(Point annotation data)
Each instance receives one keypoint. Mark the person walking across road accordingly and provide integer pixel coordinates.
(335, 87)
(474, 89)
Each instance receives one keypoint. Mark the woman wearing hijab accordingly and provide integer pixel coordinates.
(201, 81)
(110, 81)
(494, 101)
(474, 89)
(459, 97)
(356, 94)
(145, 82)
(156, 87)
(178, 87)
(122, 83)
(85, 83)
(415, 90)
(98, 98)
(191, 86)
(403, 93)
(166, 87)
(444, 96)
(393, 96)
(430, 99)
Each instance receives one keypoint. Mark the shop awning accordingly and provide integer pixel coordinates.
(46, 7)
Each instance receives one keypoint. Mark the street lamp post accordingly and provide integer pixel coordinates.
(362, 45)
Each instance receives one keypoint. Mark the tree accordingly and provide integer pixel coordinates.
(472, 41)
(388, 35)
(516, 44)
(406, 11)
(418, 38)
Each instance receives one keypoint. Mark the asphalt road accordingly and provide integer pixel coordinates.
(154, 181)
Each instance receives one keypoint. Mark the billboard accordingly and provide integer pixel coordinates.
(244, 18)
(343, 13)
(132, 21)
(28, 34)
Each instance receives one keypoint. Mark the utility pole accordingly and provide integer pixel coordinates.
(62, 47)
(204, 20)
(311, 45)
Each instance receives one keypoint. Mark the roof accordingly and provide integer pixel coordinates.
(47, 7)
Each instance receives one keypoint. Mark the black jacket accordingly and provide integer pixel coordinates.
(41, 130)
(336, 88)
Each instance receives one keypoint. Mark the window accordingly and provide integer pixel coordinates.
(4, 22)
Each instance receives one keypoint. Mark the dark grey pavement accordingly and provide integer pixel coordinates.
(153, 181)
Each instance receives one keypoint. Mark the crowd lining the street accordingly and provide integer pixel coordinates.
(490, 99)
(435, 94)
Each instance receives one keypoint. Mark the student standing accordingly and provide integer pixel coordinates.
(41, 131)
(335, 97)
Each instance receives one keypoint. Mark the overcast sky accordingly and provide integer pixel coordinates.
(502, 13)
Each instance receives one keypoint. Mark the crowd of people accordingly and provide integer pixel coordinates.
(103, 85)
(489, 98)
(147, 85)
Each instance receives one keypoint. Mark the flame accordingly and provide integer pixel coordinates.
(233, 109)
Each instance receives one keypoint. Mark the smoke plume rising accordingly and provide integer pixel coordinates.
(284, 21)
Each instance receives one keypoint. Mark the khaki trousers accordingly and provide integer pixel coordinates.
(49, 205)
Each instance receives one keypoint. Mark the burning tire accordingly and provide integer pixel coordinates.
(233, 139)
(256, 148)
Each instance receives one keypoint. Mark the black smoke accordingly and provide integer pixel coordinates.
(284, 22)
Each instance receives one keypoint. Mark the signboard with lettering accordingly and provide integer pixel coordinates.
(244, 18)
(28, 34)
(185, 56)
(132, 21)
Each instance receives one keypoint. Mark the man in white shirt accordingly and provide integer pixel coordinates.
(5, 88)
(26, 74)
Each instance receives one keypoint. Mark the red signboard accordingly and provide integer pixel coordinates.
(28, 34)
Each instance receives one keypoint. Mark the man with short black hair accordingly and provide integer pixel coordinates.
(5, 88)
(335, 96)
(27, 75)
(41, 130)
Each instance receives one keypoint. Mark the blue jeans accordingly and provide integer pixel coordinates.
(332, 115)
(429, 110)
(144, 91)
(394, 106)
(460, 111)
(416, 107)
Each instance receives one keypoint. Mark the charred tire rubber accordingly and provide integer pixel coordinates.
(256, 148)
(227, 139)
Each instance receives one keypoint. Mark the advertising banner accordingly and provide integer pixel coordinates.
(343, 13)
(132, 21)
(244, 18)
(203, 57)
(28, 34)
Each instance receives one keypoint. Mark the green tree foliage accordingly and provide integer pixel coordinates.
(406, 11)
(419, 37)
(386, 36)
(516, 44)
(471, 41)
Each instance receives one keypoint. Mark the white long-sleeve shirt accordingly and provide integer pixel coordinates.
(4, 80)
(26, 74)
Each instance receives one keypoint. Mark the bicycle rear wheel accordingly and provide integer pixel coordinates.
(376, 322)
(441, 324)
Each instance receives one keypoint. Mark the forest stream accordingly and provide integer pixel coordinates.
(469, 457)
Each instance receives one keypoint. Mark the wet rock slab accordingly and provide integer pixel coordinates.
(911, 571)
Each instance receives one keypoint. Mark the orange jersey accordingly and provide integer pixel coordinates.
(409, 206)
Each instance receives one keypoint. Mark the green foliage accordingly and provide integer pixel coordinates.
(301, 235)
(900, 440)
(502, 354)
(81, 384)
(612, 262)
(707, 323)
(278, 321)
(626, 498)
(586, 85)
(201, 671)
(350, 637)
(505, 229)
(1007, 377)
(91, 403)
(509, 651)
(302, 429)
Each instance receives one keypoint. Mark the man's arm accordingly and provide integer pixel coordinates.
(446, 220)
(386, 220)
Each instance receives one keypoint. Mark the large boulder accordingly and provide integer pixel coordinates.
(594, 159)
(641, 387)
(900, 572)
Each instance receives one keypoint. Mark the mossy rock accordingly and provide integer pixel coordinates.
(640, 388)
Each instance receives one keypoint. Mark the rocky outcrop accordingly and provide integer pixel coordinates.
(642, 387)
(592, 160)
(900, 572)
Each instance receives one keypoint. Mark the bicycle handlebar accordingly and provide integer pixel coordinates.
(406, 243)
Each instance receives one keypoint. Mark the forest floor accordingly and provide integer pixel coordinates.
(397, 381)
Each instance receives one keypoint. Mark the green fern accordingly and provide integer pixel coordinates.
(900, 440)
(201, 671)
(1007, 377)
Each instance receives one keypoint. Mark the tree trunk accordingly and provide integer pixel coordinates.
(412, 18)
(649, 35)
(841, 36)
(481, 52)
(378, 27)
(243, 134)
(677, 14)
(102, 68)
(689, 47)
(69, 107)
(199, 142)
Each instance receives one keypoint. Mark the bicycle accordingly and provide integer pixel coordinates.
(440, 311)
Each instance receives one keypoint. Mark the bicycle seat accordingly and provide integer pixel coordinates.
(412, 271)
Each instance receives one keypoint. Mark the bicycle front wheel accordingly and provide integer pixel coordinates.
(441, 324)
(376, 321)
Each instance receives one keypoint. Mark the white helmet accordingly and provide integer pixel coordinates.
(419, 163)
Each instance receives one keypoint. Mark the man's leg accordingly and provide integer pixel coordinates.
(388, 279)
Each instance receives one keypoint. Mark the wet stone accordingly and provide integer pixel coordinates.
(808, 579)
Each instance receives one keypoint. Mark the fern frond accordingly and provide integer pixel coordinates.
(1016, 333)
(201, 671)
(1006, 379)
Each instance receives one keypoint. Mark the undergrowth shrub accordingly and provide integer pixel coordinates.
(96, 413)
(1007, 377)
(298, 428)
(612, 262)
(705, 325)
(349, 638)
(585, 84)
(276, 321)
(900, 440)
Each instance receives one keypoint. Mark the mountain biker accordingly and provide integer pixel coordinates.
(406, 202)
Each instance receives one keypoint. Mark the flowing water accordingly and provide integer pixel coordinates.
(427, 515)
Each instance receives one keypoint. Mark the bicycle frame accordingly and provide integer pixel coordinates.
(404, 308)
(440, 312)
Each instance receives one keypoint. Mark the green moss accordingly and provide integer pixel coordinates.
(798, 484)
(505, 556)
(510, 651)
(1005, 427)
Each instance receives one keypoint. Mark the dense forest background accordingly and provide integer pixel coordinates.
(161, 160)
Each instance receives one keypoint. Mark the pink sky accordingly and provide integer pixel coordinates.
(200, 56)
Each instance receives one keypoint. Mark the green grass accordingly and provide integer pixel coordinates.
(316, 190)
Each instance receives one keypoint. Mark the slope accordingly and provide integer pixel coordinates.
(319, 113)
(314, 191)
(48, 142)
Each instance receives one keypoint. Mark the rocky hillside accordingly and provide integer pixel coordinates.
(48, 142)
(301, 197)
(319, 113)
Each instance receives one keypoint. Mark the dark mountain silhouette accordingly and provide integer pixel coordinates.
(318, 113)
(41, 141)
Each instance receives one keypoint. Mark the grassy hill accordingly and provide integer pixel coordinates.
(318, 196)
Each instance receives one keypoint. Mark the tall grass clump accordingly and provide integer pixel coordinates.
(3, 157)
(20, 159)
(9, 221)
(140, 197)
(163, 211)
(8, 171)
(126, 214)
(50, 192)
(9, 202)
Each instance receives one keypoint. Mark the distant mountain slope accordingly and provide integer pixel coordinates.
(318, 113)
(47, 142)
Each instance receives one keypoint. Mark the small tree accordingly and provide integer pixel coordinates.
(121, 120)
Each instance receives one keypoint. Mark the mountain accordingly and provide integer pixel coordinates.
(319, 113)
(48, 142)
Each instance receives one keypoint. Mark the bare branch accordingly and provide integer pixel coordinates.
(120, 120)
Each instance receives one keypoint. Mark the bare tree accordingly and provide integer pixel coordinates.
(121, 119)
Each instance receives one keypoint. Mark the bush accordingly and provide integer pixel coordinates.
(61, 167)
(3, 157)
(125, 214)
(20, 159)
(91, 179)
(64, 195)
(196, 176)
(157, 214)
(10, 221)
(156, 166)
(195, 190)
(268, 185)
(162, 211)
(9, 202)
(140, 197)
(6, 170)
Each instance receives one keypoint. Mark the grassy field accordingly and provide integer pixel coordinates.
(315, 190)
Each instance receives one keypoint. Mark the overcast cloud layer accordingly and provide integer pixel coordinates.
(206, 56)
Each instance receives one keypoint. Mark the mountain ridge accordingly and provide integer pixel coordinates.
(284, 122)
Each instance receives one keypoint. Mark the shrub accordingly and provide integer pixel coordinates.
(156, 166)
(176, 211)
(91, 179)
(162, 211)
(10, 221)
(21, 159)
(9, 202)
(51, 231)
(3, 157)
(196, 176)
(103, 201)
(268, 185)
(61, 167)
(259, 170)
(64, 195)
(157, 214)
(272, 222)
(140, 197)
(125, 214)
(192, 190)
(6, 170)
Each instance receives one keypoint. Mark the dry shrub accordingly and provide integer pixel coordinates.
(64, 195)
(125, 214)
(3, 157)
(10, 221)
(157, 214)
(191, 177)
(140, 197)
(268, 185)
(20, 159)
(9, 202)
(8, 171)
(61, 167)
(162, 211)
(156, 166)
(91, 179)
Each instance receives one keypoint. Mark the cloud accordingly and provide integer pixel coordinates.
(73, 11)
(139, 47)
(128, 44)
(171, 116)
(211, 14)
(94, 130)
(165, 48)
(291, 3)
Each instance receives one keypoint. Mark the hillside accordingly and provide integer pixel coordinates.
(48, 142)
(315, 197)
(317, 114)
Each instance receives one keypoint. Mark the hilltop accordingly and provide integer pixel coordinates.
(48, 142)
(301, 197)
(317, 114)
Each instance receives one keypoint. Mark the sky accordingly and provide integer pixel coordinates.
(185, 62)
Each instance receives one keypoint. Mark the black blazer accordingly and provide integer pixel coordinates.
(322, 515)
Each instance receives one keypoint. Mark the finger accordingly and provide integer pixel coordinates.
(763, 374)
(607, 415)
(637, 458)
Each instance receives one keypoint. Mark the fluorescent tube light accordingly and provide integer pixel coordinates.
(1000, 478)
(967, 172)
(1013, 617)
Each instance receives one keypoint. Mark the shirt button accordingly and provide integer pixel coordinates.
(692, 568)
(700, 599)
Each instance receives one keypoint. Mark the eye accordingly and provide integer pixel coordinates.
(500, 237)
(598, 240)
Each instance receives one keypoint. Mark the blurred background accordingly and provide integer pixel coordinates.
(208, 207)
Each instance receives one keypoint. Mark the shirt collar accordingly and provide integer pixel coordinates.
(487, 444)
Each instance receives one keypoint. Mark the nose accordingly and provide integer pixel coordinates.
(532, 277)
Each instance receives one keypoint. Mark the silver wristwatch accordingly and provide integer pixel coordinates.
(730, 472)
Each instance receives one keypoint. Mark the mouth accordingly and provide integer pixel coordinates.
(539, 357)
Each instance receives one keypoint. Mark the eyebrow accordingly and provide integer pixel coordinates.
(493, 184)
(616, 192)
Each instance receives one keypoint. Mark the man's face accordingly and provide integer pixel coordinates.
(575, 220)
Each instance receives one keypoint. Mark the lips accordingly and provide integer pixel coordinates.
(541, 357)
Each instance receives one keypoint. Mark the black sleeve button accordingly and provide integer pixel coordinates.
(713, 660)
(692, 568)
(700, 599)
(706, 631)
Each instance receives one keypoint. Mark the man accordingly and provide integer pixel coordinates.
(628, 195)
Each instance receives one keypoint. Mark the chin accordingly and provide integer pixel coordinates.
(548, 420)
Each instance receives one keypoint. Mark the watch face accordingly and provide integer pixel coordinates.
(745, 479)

- OBJECTIVE: Starting at the line that contains "Each instance receives one keypoint. Mark the eyebrow" and continuing to the final line, list every line as a numbered list, omitting blank lines.

- SOLUTION:
1. Each instance receives one keypoint. Mark the eyebrow accordingly and provide integer pixel coordinates.
2. (493, 184)
3. (616, 192)
4. Each instance receives one keypoint. Mark the man's face accordingly and provide integer pixel coordinates.
5. (575, 220)
6. Each instance receives one keypoint. Mark the lips accordingly and provide integer pixel coordinates.
7. (541, 357)
8. Each instance receives one keypoint. Mark the black sleeve button accordingly and provide integer pixel coordinates.
9. (713, 660)
10. (692, 568)
11. (700, 599)
12. (706, 631)
13. Each instance receives one keypoint. Mark the man accordingly and provide integer pixel coordinates.
14. (628, 195)
15. Each instance receives one keypoint. Mark the chin accordingly and provide integer pixel coordinates.
16. (548, 420)
17. Each instance receives one keypoint. Mark the watch face accordingly and provide integer pixel coordinates.
18. (745, 479)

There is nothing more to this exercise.